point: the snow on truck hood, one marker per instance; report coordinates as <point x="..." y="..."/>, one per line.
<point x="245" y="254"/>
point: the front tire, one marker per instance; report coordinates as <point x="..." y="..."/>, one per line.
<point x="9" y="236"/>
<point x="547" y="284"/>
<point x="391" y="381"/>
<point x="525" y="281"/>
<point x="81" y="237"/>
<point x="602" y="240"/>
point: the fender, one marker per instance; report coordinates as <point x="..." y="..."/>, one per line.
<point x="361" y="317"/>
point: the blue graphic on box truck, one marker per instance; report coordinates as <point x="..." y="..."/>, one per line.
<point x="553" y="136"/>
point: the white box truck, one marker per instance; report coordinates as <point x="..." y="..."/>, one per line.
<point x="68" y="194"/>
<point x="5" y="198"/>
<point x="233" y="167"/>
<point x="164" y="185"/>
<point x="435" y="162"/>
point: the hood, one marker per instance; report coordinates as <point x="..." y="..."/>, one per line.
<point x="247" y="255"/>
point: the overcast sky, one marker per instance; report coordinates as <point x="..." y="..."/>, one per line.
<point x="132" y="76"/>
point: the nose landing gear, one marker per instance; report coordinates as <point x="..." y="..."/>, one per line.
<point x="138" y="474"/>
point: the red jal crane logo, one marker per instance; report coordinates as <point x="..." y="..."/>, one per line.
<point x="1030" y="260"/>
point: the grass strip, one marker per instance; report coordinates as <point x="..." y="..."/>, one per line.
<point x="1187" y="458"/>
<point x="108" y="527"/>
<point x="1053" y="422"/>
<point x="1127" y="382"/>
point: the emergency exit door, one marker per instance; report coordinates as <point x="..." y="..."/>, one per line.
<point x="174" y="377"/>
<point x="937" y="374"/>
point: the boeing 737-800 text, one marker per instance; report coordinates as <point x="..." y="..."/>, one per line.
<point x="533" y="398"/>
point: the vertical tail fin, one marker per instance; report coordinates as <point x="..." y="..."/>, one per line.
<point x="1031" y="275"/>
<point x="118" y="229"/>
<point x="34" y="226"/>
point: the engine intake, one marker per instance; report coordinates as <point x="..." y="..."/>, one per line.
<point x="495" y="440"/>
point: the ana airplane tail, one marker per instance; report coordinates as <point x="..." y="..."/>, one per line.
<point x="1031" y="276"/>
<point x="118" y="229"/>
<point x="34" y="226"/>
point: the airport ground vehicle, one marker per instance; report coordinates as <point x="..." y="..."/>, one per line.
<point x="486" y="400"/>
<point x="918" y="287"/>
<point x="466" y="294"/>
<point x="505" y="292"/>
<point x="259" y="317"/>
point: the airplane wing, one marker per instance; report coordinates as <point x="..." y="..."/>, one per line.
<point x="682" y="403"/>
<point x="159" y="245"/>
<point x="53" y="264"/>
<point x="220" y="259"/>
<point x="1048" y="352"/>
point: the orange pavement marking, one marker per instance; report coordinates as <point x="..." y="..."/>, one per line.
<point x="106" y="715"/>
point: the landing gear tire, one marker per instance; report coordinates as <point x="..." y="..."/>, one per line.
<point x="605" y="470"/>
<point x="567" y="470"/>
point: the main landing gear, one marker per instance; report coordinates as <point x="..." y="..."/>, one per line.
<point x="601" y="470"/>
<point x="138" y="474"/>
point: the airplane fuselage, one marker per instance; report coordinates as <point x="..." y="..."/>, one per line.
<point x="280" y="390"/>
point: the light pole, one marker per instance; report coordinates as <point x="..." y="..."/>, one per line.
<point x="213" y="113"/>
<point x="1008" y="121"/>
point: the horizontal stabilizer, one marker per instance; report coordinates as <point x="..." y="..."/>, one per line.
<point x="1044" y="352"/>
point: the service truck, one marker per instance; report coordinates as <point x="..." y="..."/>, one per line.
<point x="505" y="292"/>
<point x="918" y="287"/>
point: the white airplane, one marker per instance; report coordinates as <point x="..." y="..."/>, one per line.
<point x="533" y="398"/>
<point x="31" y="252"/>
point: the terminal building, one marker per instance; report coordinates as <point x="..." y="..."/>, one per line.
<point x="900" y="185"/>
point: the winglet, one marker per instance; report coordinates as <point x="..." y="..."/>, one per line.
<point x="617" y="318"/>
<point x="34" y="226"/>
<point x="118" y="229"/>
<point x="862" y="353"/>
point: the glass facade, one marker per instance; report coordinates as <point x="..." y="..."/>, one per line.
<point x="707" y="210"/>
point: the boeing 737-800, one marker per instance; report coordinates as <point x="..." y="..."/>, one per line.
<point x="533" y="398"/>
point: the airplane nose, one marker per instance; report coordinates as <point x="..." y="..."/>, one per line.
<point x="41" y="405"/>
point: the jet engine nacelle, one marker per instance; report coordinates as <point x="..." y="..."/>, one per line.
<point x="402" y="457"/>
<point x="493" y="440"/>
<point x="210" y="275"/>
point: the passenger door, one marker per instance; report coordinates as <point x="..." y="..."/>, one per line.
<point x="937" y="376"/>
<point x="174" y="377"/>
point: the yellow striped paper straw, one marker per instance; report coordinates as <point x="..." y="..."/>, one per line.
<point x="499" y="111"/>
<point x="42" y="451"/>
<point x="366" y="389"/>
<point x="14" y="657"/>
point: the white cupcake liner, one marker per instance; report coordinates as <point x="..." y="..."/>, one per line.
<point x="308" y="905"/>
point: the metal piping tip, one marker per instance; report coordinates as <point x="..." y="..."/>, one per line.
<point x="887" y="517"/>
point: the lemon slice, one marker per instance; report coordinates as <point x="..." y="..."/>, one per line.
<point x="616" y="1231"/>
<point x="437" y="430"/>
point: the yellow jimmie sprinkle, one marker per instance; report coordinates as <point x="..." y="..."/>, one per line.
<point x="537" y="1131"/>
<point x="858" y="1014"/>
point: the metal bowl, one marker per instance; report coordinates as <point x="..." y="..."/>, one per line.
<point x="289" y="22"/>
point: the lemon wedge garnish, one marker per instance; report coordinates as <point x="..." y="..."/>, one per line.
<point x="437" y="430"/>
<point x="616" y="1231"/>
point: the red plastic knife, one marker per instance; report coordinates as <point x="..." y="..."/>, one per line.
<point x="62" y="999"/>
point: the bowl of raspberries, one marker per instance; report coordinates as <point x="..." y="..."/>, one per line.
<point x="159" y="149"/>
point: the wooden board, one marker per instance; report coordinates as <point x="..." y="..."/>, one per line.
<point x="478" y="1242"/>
◆ ◆ ◆ ◆ ◆
SET TASK >> Rewrite every entry above with "one marker per instance" changed to "a separate marker for each instance", keeping all other text the same.

ANSWER TO THIS PROBLEM >>
point: the snow on truck hood, a separate marker for each instance; report coordinates as <point x="..." y="..."/>, one per line.
<point x="245" y="254"/>
point: the front tire, a separate marker for each instance; report coordinates as <point x="..." y="..."/>, one per line.
<point x="9" y="236"/>
<point x="547" y="284"/>
<point x="391" y="381"/>
<point x="525" y="281"/>
<point x="81" y="237"/>
<point x="602" y="240"/>
point: the fender, a separate marker for each instance; report coordinates as <point x="..." y="..."/>, one per line.
<point x="361" y="317"/>
point: the blue graphic on box truck, a separate marker for each instance; report coordinates as <point x="..." y="..."/>, one per line.
<point x="553" y="136"/>
point: the white box truck, a separate marker for each instance; report coordinates as <point x="..." y="..."/>, one per line.
<point x="68" y="194"/>
<point x="5" y="198"/>
<point x="233" y="167"/>
<point x="164" y="185"/>
<point x="435" y="162"/>
point: the hood, a separate marker for each instance; report coordinates as <point x="..." y="..."/>, one per line.
<point x="247" y="255"/>
point: the overcast sky, a separate marker for each instance; report coordinates as <point x="..." y="..."/>, one per line.
<point x="132" y="76"/>
point: the nose landing gear, a separate marker for each instance; report coordinates as <point x="..." y="..."/>, one per line.
<point x="138" y="474"/>
point: the red jal crane logo, a separate marker for each instance; report coordinates as <point x="..." y="..."/>, one per line.
<point x="1030" y="260"/>
point: the grass strip, a separate marker for each instance; report coordinates as <point x="..." y="..."/>, one per line.
<point x="1187" y="458"/>
<point x="108" y="527"/>
<point x="1053" y="422"/>
<point x="1127" y="382"/>
point: the emergency exit door, a separate marker for each instance; report coordinates as <point x="..." y="..."/>, one per line.
<point x="174" y="377"/>
<point x="937" y="374"/>
point: the boeing 737-800 text, a separate marker for each instance; report coordinates as <point x="..." y="..."/>, one per line.
<point x="533" y="398"/>
point: the vertical tail fin, a separate marker for each instance; report coordinates as <point x="..." y="..."/>, one per line.
<point x="1031" y="275"/>
<point x="118" y="229"/>
<point x="34" y="226"/>
point: the engine intake, a separate marker for each instance; report coordinates as <point x="..." y="..."/>, one per line.
<point x="495" y="440"/>
point: the ana airplane tail, a separate marker for each instance; report coordinates as <point x="..." y="..."/>, one per line.
<point x="1031" y="276"/>
<point x="118" y="229"/>
<point x="34" y="226"/>
point: the airport ground vehicle, a separate marker for each instance; report coordinates as <point x="..." y="..."/>, one per line.
<point x="486" y="400"/>
<point x="918" y="287"/>
<point x="466" y="294"/>
<point x="505" y="292"/>
<point x="259" y="317"/>
point: the airplane wing, a separate marker for each instance; report coordinates as <point x="..." y="..."/>, one per line.
<point x="682" y="403"/>
<point x="159" y="245"/>
<point x="53" y="264"/>
<point x="220" y="259"/>
<point x="1048" y="352"/>
point: the orange pavement marking, a separate marker for each instance; report coordinates as <point x="..." y="..."/>, one per line.
<point x="106" y="715"/>
point: the landing gear tire, a separate marker for each instance; report coordinates as <point x="..." y="..."/>, one per line.
<point x="605" y="470"/>
<point x="567" y="470"/>
point: the main landing gear, a separate marker for each instance; report coordinates as <point x="..." y="..."/>, one per line.
<point x="601" y="470"/>
<point x="138" y="474"/>
point: the airplane fuselage, a separate marker for each instance; report coordinates as <point x="..." y="..."/>, one per line.
<point x="280" y="390"/>
point: the light pole, a separate marker for each instance; report coordinates as <point x="..." y="..."/>, one per line.
<point x="213" y="113"/>
<point x="1008" y="121"/>
point: the horizontal stabilizer, a separate marker for each instance; report coordinates as <point x="..." y="..."/>, one per line.
<point x="1044" y="352"/>
point: the service truck, a separate marker for each instance; report coordinates as <point x="..." y="..."/>, one per line.
<point x="505" y="292"/>
<point x="918" y="287"/>
point: the white airplane, a separate marker for each instance; report coordinates as <point x="..." y="..."/>, one per line.
<point x="533" y="398"/>
<point x="31" y="252"/>
point: the terminal building, a separate marker for each instance; report coordinates as <point x="..." y="..."/>, one per line.
<point x="900" y="185"/>
point: the winglet, a separate marker for each instance; report coordinates as <point x="..." y="..."/>, one per line.
<point x="617" y="318"/>
<point x="34" y="226"/>
<point x="118" y="229"/>
<point x="862" y="353"/>
point: the glass facade, a separate marker for each instance; report coordinates as <point x="..." y="..."/>, one per line.
<point x="707" y="210"/>
point: the boeing 737-800, a separate marker for each instance; report coordinates as <point x="..." y="..."/>, one per line.
<point x="533" y="398"/>
point: the airplane nose, a separate marker for each instance; report coordinates as <point x="..." y="..."/>, one per line.
<point x="41" y="405"/>
point: the jet engine nacelle, a separate marker for each instance; report coordinates as <point x="..." y="..."/>, one per line.
<point x="402" y="457"/>
<point x="493" y="440"/>
<point x="210" y="275"/>
point: the passenger door, a separate marker for each instance; report coordinates as <point x="..." y="..."/>, one per line.
<point x="937" y="376"/>
<point x="174" y="377"/>
point: the yellow striped paper straw, a separate marker for each instance; report coordinates as <point x="..." y="..."/>, one per line.
<point x="499" y="111"/>
<point x="42" y="451"/>
<point x="366" y="389"/>
<point x="14" y="657"/>
point: the white cupcake liner, a separate marker for each instance; report coordinates as <point x="..." y="..."/>, one per line.
<point x="308" y="905"/>
point: the metal piping tip, a separate marker for each instance; report coordinates as <point x="..." y="..."/>, one per line.
<point x="887" y="517"/>
point: the lemon slice, a separate marker for each instance; report coordinates as <point x="..." y="..."/>, one per line.
<point x="616" y="1231"/>
<point x="437" y="430"/>
point: the yellow jimmie sprinkle, a separate marker for each instance; report coordinates as <point x="..." y="..."/>, one per line.
<point x="537" y="1131"/>
<point x="858" y="1014"/>
point: the metal bowl, a separate marker for each instance; report coordinates as <point x="..." y="..."/>, one per line.
<point x="289" y="22"/>
point: the lemon wedge garnish, a separate marker for each instance; report coordinates as <point x="..." y="..."/>, one per line.
<point x="437" y="430"/>
<point x="616" y="1231"/>
point: the red plastic knife, a separate marker for each instance; report coordinates as <point x="..." y="..."/>, one per line.
<point x="62" y="999"/>
point: the bowl of raspberries, a separate marker for each instance; report coordinates as <point x="..." y="..."/>, one per line.
<point x="159" y="149"/>
point: the wooden board, a separate marker for each instance; report coordinates as <point x="..." y="..."/>, one per line.
<point x="478" y="1242"/>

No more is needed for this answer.